» **Source records**
.....

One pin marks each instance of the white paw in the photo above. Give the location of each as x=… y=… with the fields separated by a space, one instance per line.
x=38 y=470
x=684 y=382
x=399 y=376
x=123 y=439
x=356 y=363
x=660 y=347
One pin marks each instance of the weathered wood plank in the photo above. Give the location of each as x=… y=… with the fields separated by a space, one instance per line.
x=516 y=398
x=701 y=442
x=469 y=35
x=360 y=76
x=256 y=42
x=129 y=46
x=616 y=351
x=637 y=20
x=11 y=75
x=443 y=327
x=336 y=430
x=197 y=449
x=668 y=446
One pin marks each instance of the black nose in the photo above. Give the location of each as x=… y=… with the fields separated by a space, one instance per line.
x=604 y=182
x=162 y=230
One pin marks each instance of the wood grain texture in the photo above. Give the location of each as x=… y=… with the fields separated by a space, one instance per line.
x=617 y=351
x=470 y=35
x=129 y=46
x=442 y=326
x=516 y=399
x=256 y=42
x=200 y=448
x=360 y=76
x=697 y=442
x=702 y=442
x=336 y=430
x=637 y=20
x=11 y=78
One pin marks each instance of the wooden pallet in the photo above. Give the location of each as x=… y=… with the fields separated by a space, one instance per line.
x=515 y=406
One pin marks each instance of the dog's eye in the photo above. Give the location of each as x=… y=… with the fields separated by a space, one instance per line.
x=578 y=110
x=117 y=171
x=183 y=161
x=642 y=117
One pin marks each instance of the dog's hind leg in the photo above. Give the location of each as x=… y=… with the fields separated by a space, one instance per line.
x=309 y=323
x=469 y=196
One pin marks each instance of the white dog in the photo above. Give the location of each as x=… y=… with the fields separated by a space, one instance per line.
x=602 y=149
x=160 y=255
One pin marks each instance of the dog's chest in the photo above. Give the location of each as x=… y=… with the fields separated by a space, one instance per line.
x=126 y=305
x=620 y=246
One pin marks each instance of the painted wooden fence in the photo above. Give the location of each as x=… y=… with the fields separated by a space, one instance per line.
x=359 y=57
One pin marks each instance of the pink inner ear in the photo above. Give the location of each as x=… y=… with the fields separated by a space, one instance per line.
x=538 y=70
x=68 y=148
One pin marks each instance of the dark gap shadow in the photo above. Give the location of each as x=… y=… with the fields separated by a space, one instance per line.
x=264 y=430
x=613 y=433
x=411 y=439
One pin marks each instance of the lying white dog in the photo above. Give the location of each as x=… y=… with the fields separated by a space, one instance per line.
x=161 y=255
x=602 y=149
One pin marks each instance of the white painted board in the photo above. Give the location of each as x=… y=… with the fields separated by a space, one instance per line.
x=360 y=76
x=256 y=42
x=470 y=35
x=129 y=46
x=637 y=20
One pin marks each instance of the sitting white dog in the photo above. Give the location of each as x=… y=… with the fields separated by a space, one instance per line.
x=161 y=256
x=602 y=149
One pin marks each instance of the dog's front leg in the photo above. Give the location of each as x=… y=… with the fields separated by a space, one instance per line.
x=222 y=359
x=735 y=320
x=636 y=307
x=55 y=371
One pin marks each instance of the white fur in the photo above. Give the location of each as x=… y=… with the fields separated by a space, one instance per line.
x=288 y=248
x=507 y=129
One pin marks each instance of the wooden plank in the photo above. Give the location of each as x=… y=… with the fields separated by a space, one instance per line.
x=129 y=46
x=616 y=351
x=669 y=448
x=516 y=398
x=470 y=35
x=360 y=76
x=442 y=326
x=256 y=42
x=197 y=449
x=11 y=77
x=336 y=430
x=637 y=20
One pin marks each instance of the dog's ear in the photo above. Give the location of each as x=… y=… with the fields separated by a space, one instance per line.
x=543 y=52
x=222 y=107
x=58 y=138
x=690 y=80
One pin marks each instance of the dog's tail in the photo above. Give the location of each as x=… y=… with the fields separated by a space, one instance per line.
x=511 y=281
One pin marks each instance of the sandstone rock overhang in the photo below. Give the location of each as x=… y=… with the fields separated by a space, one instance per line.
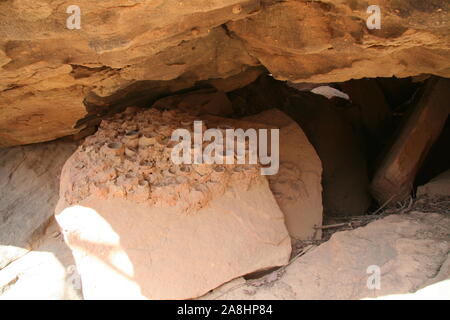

.....

» **What needs to be done**
Recast every line of the records above as a Markdown table with the columns Row and Text, numbering the rows in order and leaving out blank lines. Omit the pictures from the table.

» **Solution**
| Row | Text |
|---|---|
| 1 | One pin marks each instance of the white paw in the photo above. Give the location of each as x=… y=… with the fields separated by a space, one instance per line. |
| 2 | x=38 y=470 |
| 3 | x=684 y=382 |
| 4 | x=399 y=376 |
| 5 | x=123 y=439 |
| 6 | x=356 y=363 |
| 7 | x=660 y=347 |
| 8 | One pin marks each instance of the weathered wood plank in the photo above. Give the location of each as x=… y=… with the fields separated by a space, one instance per line. |
| 9 | x=516 y=398 |
| 10 | x=701 y=442 |
| 11 | x=469 y=35 |
| 12 | x=360 y=76 |
| 13 | x=256 y=42 |
| 14 | x=129 y=46 |
| 15 | x=616 y=351 |
| 16 | x=637 y=20 |
| 17 | x=11 y=75 |
| 18 | x=443 y=327 |
| 19 | x=336 y=430 |
| 20 | x=197 y=449 |
| 21 | x=668 y=446 |
| 22 | One pin marks each instance of the black nose in the photo above. Give the location of each as x=… y=… with the fields separated by a space, one instance per line. |
| 23 | x=604 y=182 |
| 24 | x=162 y=230 |
| 25 | One pin marks each instance of the wood grain texture in the photo above. Give the location of each as x=… y=… with the fields separated by a space, one instance per line. |
| 26 | x=617 y=351 |
| 27 | x=470 y=35 |
| 28 | x=129 y=46 |
| 29 | x=442 y=326 |
| 30 | x=516 y=399 |
| 31 | x=256 y=42 |
| 32 | x=200 y=448 |
| 33 | x=360 y=76 |
| 34 | x=697 y=442 |
| 35 | x=702 y=442 |
| 36 | x=336 y=430 |
| 37 | x=637 y=20 |
| 38 | x=11 y=78 |
| 39 | One pin marks each instance of the wooden pallet in the photo above. Give the location of each as x=… y=… with the fields separated by a space, one instance per line. |
| 40 | x=515 y=406 |
| 41 | One pin marks each instance of the dog's eye in the photo above. Give the location of each as x=… y=… with the fields separated by a space, one instance per line. |
| 42 | x=578 y=110 |
| 43 | x=117 y=171 |
| 44 | x=183 y=161 |
| 45 | x=642 y=117 |
| 46 | One pin marks each instance of the dog's hind leg in the photo above. Give the location of each as x=… y=… with the fields separated by a space, one instance per line. |
| 47 | x=309 y=323 |
| 48 | x=469 y=196 |
| 49 | One pin marks each instance of the white dog in the photo above. Give the location of each as x=… y=… with the fields separated by a space, one instance per line. |
| 50 | x=602 y=149 |
| 51 | x=160 y=255 |
| 52 | One pin marks each instance of the dog's chest in the photo above. Give the location of each as x=… y=… with the fields separated by a space, one instance per line. |
| 53 | x=126 y=305 |
| 54 | x=620 y=246 |
| 55 | One pin marks each instance of the painted wooden fence in the photo above. Give the location of each as x=… y=… with the fields separated by a space, one instance per line. |
| 56 | x=359 y=57 |
| 57 | One pin marks each instance of the pink inner ear in the photo above. Give the location of each as x=… y=… with the fields separated by a space, one instance per line. |
| 58 | x=538 y=70 |
| 59 | x=68 y=148 |
| 60 | One pin marks each instance of the dark gap shadow in the photo above. Give the location of each as x=… y=… with the fields separated by a space, one instance per line. |
| 61 | x=264 y=430 |
| 62 | x=613 y=433 |
| 63 | x=411 y=439 |
| 64 | One pin marks each instance of the lying white dog in the photo above. Give the location of each as x=… y=… with the fields separated by a space, one instance per line. |
| 65 | x=161 y=255 |
| 66 | x=602 y=149 |
| 67 | One pin marks each instance of the white painted board in the photo above. Give the location of each as x=… y=… with the fields separated by a space, one instance per line. |
| 68 | x=360 y=76 |
| 69 | x=256 y=42 |
| 70 | x=470 y=35 |
| 71 | x=129 y=46 |
| 72 | x=637 y=20 |
| 73 | One pin marks each instance of the sitting white dog in the photo above. Give the location of each as x=… y=… with the fields separated by a space, one instance per line. |
| 74 | x=161 y=256 |
| 75 | x=602 y=149 |
| 76 | One pin marks each instance of the dog's front leg in the photo above. Give the location of each as x=… y=… with the fields separated by a space, one instance per line. |
| 77 | x=222 y=359 |
| 78 | x=735 y=320 |
| 79 | x=636 y=307 |
| 80 | x=55 y=371 |
| 81 | One pin marks each instance of the white fur in the photo above. Give the location of each as x=… y=… with the fields separated by a space, one instance per line. |
| 82 | x=288 y=248 |
| 83 | x=507 y=129 |
| 84 | One pin marks each instance of the wooden plank in the photo above. Give the location of each as x=… y=… with the fields separated by a space, one instance per line. |
| 85 | x=129 y=46 |
| 86 | x=616 y=351 |
| 87 | x=669 y=448 |
| 88 | x=516 y=398 |
| 89 | x=470 y=35 |
| 90 | x=360 y=76 |
| 91 | x=442 y=326 |
| 92 | x=256 y=42 |
| 93 | x=197 y=449 |
| 94 | x=11 y=77 |
| 95 | x=336 y=430 |
| 96 | x=637 y=20 |
| 97 | One pin marks each instance of the dog's ear in the photo above. Give the location of each as x=… y=… with the fields separated by a space, one instance per line. |
| 98 | x=543 y=52 |
| 99 | x=222 y=107 |
| 100 | x=58 y=138 |
| 101 | x=690 y=80 |
| 102 | One pin marks each instance of the dog's tail in the photo above. Give the location of each as x=… y=… with the fields separated by a space, one instance per line. |
| 103 | x=511 y=281 |
| 104 | One pin marks each instance of the sandstone rock overhang in the photo below. Give the location of each as x=… y=… with the fields separated by a space, one instance per line. |